## Extracted text:
_ _ _

Bitbol-Lab / ProtMamba-ssm

ProtMamba: a homology-aware but alignment-free protein state space model
https://www.biorxiv.org/content/10.1101/2024.05.24.595730v1
Apache License 2.0
44 stars 7 forks source link

Test Set Creation #4

Closed smdrnks closed 2 months ago

smdrnks commented 2 months ago

Hi thank you for your work and the nice codebase. I have a question regarding the creation of the held out test set, referenced by "encoded_MSAs_test.pkl". In core.py training and validation are split on the fly with seed=0 and eval_size=193. Am I correct that the test set is sampled similarly, i.e. from the full training set (without replacement), with the same seed, and consisting of 500 clusters as described in section 2.3 in the paper?

Thank you!

damiano-sg commented 2 months ago

Hi, the test set is made of 500 clusters held out from the training set, but we use them in different ways, to compute the test perplexity we use all of them, to generate novel sequences instead we use only few clusters (the ones listed in the appendix). We realized that we still didn't share the full test set in this repo and we plan to do it as soon as possible!

smdrnks commented 2 months ago

Providing the test set would be great! Thank you for your answer.

CyrilMa commented 2 months ago

Hi @smdrnks,

Thank you for your patience. We have added two new txt files with the cluster ids used in the train/test split: test ids and train ids here.

Please let us know if you need anything else!

_ _ _

## Study material:
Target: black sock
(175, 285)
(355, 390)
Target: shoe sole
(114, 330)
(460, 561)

_ _ _

## What this task involves:
Print the passage of the forum thread between "Hi thank you" and "in the paper?", inclusive, exactly as it appears there.

## Output of the task:
Hi thank you for your work and the nice codebase. I have a question regarding the creation of the held out test set, referenced by "encoded_MSAs_test.pkl". In core.py training and validation are split on the fly with seed=0 and eval_size=193. Am I correct that the test set is sampled similarly, i.e. from the full training set (without replacement), with the same seed, and consisting of 500 clusters as described in section 2.3 in the paper?